TEXT UNDER STUDY -
A woman’s life matters when she says it matters and not a moment sooner.

Recently, I had the pleasure of taking myself, and a friend, out for a night of theatre. The play we attended was written by a woman who comes from a lineage of long-living women and is about three women in particular, 105 years and older, who are residing in a home for seniors. There are many tender moments in the comedic vignettes on stage. We laughed out loud. But I couldn’t help but read the psychology of the three women as the tragedy of one woman — the play demonstrated beautifully the creations of womankind when she knows not that her life matters.

Woman #1 on stage is angry. She was forced to retire based on age. She wants to die. But she’s been blessed with good genes. And her efforts to end her life are to no avail.

Woman #2 on stage is obsessed with men. She depends on the male gaze to see herself as worthy, to know herself as attractive, and claim her being in sensuality. She definitely wants to keep on living but on the condition that there are men who find her lovable.

Woman #3 on stage has retreated into a condition we call dementia but her passion is aroused by ice cream and she frequently bursts out in song as some part of her remembers the playlist of her life.

Do you see the psychic map?

TASK LIST -
a - Please copy the passage from the piece about the play, from "Woman #2 on" to "find her lovable.".
b - Answer these questions on the piece about the play:
(i) How old are the three women the play is about?
(ii) On what basis was Woman #1 forced to retire?
(iii) What arouses the passion of Woman #3?

DATA RECORDS -
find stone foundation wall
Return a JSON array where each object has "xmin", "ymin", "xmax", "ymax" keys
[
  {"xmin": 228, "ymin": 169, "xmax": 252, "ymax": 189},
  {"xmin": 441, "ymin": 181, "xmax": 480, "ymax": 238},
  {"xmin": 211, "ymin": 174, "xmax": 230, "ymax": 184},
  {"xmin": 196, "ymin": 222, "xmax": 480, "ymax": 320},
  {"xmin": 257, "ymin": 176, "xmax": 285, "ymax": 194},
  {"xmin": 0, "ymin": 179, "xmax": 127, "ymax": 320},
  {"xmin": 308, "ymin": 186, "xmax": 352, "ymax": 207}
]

==

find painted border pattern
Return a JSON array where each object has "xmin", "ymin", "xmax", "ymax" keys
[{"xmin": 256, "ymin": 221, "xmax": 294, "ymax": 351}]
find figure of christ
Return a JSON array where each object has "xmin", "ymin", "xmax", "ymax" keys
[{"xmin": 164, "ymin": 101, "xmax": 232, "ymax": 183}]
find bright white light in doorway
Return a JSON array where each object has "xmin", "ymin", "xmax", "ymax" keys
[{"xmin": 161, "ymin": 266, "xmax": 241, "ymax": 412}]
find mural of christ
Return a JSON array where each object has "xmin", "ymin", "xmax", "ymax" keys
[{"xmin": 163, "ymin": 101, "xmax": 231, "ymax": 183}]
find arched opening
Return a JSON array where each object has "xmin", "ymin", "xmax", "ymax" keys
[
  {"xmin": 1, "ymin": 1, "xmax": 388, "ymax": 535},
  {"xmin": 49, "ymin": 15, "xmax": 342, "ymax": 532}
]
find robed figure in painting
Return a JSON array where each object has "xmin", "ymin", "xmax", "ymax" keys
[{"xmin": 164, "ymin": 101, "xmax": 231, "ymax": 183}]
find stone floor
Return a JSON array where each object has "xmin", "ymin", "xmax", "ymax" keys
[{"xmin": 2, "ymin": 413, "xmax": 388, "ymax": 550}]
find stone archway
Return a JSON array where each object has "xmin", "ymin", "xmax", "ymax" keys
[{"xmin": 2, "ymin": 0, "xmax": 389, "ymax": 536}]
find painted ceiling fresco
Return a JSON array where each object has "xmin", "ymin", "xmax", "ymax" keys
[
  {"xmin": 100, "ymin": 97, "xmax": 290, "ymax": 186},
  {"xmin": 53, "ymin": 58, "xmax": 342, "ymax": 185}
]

---

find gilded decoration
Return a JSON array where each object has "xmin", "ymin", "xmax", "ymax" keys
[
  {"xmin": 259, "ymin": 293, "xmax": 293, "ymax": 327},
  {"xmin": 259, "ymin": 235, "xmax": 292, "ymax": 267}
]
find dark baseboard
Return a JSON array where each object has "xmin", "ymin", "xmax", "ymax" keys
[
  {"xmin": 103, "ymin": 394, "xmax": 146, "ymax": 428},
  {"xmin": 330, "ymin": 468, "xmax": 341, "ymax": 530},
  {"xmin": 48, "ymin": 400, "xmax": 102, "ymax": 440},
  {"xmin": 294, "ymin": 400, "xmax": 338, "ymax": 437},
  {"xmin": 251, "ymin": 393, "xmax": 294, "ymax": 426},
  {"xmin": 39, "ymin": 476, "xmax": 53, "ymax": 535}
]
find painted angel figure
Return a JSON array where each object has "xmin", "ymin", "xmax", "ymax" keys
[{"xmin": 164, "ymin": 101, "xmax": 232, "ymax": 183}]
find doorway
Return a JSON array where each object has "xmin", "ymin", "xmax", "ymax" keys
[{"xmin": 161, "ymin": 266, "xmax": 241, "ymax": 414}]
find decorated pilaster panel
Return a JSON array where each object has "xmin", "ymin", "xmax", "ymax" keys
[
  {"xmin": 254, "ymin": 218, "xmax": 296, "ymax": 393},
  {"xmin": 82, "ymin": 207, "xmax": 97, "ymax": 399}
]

TASK SOLUTIONS -
a -
Woman #2 on stage is obsessed with men. She depends on the male gaze to see herself as worthy, to know herself as attractive, and claim her being in sensuality. She definitely wants to keep on living but on the condition that there are men who find her lovable.

b -
(i) 105 years and older
(ii) Age
(iii) Ice cream